═══ Material to process ═══

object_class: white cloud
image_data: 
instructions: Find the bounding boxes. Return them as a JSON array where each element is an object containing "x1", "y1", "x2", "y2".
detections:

═══
═══ Material to process ═══

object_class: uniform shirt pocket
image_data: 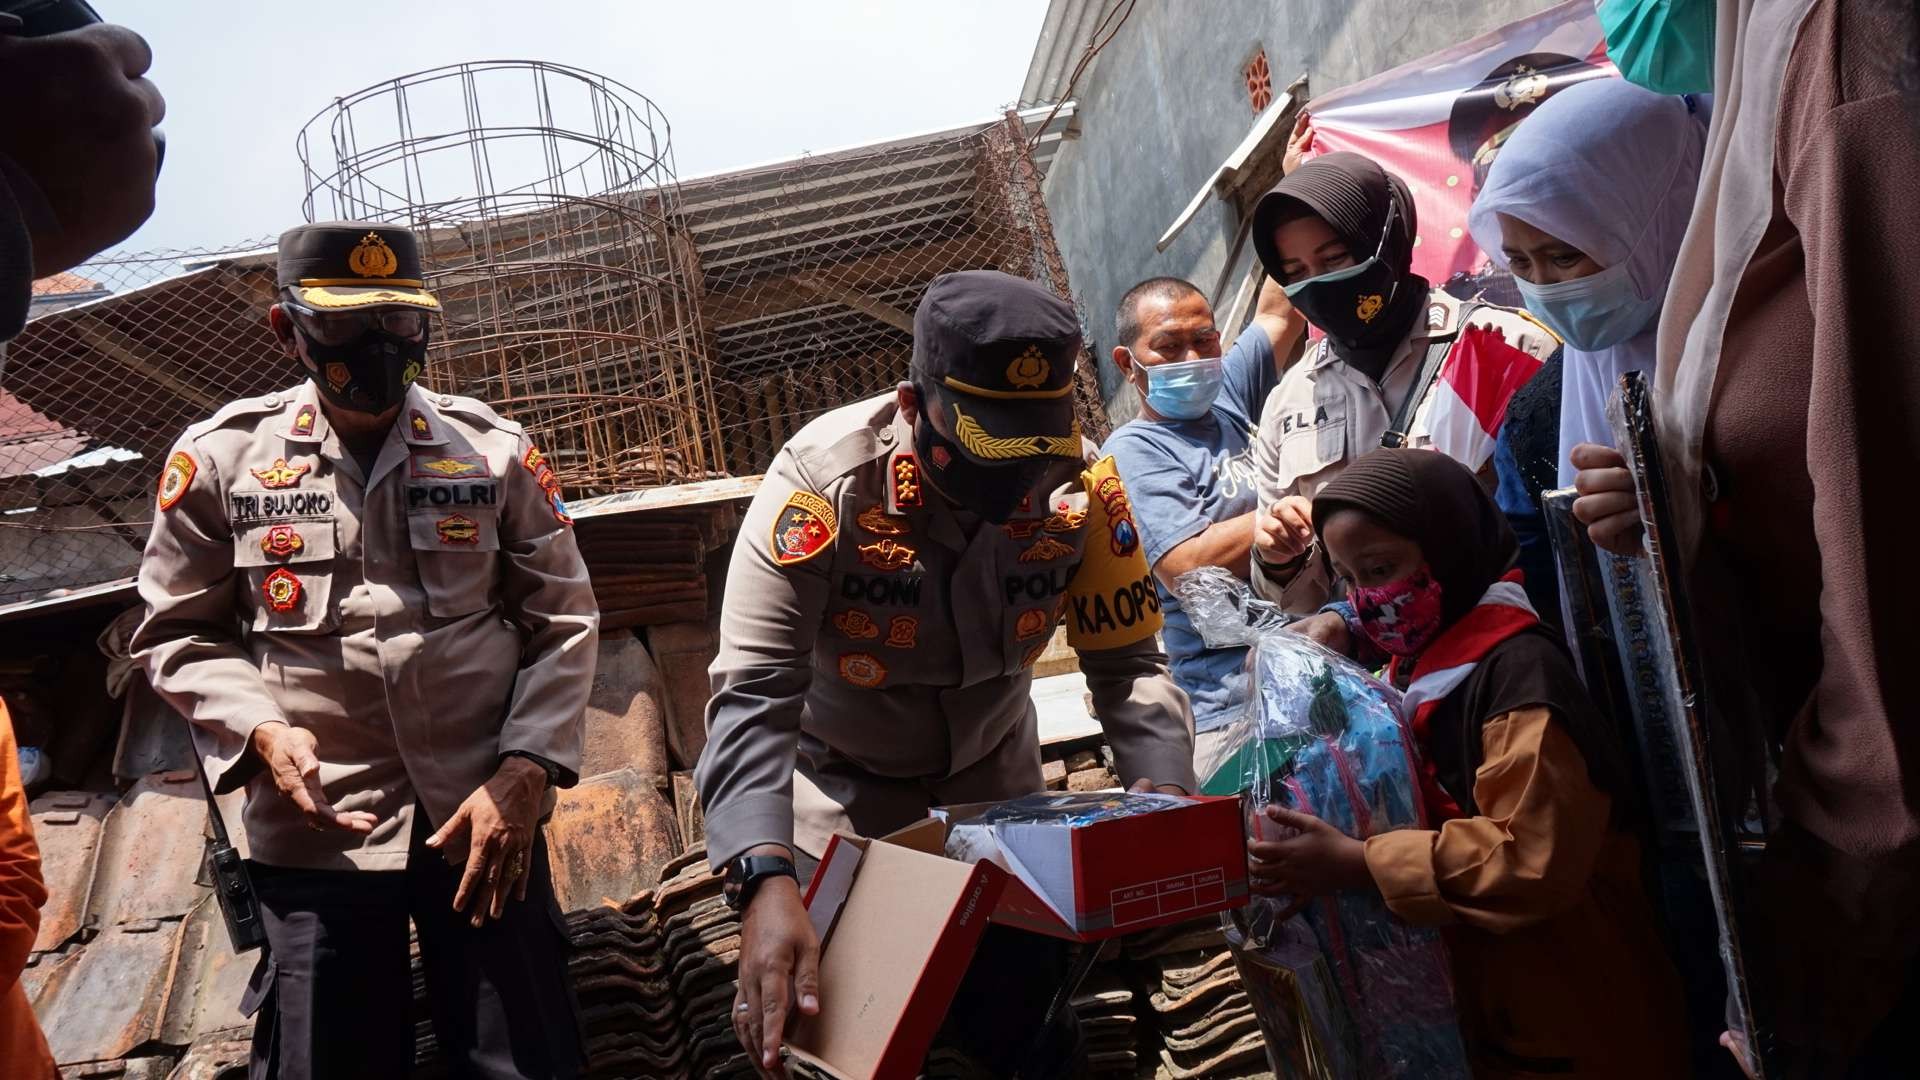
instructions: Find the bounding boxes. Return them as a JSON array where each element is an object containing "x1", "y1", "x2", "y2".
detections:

═══
═══ Material to process ═══

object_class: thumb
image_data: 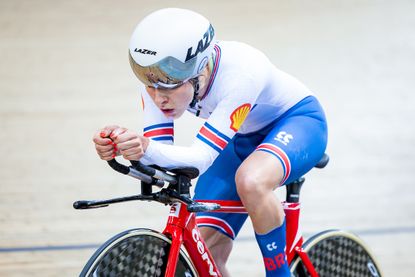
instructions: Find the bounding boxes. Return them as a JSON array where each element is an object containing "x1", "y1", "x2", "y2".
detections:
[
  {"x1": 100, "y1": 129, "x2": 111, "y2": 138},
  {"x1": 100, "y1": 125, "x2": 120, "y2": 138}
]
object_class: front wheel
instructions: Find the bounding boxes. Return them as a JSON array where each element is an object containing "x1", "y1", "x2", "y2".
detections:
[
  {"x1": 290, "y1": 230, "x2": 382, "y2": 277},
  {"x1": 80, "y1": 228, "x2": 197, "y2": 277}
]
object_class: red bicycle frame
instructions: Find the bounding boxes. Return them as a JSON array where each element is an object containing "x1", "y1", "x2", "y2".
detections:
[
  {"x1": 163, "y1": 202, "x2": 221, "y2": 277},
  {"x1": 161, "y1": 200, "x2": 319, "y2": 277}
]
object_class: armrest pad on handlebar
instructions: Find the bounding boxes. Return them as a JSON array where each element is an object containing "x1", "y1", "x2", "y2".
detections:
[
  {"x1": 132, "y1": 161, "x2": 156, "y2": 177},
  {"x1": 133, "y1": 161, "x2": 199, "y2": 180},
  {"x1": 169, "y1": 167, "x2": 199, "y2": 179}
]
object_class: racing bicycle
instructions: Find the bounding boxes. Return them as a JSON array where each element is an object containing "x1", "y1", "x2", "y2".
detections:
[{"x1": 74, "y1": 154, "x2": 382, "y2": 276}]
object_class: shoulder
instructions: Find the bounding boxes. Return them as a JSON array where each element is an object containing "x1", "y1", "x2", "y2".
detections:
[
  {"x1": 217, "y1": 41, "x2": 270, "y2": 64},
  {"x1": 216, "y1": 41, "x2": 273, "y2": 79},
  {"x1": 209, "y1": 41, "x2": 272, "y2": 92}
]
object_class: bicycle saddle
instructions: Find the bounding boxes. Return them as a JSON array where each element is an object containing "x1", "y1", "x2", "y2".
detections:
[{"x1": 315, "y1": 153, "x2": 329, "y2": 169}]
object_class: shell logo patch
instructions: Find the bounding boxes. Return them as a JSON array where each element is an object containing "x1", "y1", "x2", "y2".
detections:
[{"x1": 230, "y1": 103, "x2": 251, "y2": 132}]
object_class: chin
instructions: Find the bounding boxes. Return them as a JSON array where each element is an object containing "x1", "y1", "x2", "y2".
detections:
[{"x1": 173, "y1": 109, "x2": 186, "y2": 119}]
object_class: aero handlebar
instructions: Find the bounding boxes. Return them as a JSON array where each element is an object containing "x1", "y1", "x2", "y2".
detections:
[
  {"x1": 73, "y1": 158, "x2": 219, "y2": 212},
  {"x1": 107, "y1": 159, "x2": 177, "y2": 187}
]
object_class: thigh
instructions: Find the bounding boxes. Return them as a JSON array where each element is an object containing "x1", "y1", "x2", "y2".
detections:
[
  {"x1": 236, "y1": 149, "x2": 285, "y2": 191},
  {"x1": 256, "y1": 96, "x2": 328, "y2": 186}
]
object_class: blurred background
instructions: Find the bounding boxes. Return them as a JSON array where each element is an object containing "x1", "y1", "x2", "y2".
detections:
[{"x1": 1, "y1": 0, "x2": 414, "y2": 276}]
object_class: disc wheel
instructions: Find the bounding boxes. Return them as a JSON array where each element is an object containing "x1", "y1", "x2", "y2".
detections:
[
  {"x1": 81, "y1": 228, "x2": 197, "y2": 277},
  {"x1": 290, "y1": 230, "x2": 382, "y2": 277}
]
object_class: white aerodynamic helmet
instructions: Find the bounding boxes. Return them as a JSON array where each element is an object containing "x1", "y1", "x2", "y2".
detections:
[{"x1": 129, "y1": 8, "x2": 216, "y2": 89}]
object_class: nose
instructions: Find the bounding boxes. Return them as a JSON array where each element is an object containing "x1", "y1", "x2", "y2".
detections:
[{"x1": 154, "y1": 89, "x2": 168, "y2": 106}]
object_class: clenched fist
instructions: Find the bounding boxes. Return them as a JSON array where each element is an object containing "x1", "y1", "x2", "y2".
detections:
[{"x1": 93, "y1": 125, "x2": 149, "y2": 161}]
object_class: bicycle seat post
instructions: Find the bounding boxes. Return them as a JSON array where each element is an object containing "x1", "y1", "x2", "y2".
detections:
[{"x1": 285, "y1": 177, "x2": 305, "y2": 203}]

═══

■ **What you should do**:
Search the material for the string "handlebar" and show every line that has it.

■ **Solution**:
object_class: armrest pad on handlebar
object_class: aero handlebar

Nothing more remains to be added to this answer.